The request:
Reproduce the records from the line with "Where can the microphone head" to the line with "pixel 222 162", putting "microphone grille" in place of "microphone head" and keeping everything else the same.

The records:
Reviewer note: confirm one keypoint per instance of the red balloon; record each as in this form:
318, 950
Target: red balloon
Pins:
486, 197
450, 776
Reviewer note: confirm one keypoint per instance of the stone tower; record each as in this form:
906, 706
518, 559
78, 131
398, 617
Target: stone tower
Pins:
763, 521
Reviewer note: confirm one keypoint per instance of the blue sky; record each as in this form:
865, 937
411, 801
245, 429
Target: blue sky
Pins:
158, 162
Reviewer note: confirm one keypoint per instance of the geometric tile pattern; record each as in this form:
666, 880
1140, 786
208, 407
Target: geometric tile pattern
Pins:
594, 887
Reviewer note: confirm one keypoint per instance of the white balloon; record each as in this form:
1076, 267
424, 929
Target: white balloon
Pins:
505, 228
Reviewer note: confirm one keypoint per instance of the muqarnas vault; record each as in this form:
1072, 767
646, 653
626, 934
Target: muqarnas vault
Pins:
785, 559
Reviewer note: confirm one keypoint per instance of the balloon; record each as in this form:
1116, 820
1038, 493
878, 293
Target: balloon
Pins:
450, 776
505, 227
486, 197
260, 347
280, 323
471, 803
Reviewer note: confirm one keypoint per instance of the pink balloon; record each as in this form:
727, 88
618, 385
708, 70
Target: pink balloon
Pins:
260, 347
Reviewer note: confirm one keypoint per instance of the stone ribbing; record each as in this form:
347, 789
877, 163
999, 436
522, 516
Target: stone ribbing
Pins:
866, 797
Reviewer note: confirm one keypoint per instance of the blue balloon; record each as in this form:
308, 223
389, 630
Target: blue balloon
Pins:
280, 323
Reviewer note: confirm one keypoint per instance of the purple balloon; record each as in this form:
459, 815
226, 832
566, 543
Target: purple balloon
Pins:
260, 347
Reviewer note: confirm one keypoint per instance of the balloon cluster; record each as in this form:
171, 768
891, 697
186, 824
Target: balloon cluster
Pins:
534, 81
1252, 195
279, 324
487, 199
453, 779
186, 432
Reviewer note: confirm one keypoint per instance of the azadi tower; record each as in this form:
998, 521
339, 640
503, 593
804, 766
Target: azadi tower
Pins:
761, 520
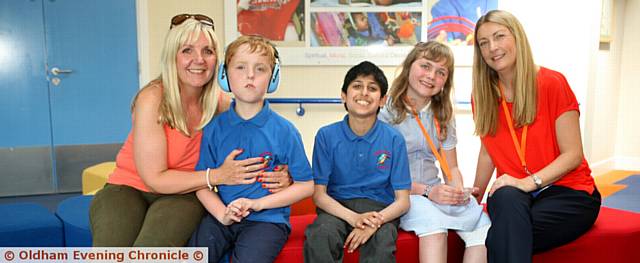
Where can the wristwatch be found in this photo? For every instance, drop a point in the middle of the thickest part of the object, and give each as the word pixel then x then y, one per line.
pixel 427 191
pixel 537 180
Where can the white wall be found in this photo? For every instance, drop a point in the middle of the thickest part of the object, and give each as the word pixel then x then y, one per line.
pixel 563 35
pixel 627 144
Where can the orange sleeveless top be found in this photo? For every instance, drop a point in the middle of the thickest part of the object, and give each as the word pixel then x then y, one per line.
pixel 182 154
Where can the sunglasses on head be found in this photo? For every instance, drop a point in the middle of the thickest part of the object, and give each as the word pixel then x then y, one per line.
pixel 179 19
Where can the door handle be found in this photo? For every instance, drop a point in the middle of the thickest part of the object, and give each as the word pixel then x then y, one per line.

...

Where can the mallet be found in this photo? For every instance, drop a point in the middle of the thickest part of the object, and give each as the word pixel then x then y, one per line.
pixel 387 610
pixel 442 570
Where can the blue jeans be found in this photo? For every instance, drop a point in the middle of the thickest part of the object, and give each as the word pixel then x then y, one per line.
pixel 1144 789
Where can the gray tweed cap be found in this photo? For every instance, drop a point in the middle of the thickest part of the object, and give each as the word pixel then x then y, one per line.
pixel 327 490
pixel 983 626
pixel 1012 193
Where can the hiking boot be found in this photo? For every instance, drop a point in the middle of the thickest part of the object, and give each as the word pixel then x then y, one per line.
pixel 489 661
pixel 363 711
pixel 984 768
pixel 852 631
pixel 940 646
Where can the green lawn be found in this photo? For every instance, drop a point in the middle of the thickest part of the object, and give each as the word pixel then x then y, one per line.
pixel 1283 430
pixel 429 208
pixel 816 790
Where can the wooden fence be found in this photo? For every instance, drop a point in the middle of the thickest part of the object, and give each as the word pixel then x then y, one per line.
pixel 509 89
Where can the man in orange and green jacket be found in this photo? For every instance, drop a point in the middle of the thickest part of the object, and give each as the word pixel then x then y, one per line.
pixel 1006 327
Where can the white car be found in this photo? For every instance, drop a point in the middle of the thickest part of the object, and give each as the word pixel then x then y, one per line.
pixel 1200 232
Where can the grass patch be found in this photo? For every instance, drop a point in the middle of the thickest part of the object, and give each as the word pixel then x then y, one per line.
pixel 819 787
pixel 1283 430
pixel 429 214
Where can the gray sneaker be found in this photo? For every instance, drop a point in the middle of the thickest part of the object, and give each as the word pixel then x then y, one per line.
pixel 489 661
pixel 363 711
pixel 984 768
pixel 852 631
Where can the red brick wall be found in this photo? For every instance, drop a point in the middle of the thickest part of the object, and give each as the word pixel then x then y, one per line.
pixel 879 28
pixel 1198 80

--

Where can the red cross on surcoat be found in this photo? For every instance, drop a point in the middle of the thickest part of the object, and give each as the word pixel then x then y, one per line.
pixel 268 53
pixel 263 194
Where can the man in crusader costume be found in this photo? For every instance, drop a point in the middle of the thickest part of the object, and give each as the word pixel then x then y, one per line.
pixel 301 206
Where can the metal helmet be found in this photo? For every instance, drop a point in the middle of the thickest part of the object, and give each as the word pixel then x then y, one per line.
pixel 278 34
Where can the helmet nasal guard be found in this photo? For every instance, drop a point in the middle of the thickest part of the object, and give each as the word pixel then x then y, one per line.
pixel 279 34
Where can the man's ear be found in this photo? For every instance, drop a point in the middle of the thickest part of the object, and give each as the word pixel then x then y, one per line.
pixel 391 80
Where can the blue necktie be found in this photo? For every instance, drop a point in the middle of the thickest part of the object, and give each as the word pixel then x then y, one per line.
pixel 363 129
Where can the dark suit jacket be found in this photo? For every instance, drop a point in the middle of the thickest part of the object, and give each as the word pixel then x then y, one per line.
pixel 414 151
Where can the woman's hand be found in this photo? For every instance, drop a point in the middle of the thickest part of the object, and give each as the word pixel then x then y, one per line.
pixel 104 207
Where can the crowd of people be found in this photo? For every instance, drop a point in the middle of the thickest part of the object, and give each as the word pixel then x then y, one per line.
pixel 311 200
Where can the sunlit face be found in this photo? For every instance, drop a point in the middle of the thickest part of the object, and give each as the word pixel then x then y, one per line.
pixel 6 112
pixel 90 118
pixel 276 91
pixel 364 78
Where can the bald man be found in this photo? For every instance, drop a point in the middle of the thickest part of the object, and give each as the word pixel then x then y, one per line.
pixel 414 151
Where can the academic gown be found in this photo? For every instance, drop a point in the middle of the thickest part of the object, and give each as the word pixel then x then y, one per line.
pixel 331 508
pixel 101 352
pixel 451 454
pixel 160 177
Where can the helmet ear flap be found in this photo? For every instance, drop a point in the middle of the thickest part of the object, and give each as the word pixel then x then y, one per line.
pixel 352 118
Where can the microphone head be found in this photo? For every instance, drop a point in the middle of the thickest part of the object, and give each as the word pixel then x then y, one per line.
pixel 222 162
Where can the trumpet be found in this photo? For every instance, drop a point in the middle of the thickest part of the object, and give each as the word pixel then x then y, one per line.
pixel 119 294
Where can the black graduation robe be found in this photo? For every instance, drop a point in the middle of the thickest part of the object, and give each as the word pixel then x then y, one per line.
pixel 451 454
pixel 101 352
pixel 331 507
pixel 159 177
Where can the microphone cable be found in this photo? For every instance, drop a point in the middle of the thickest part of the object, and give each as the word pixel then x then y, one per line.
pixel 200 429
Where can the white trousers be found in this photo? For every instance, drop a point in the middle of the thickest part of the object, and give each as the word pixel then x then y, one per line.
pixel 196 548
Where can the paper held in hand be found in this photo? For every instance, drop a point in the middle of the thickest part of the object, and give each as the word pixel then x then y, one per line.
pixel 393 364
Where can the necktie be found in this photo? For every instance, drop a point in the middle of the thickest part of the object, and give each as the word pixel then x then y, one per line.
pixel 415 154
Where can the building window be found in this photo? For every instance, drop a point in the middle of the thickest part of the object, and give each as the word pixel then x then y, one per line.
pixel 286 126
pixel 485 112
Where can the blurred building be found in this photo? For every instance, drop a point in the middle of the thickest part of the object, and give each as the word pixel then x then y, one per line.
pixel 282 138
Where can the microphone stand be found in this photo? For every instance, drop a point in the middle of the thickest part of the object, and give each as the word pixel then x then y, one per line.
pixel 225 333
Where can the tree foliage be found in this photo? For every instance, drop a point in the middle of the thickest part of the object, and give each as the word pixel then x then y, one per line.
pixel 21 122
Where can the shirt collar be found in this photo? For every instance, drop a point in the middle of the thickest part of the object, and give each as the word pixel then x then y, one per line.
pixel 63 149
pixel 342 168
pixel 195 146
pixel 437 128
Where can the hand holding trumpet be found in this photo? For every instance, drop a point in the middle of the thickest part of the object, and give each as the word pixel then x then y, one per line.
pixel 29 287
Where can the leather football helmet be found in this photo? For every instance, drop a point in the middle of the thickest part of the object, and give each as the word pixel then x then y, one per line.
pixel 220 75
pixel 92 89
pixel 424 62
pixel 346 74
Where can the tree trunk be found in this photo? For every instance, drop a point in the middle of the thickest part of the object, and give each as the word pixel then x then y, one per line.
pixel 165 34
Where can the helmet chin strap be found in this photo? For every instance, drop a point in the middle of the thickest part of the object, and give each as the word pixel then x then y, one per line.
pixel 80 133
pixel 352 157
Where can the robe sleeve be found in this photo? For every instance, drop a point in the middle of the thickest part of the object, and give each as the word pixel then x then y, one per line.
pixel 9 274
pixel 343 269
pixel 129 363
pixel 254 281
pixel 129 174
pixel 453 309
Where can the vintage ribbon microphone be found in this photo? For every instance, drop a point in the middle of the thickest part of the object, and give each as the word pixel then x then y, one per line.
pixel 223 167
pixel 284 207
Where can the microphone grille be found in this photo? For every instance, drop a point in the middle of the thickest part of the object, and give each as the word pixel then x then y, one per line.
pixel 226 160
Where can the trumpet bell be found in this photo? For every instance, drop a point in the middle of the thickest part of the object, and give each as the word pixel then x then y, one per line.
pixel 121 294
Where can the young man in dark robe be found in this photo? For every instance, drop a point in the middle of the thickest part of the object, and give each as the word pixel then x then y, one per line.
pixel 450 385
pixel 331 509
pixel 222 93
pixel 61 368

Reply:
Where can the microphone grille be found in this photo? For every instance, drop a point in the middle of the thickest part of the object, and give each as the word pixel then x then y, one per line.
pixel 222 162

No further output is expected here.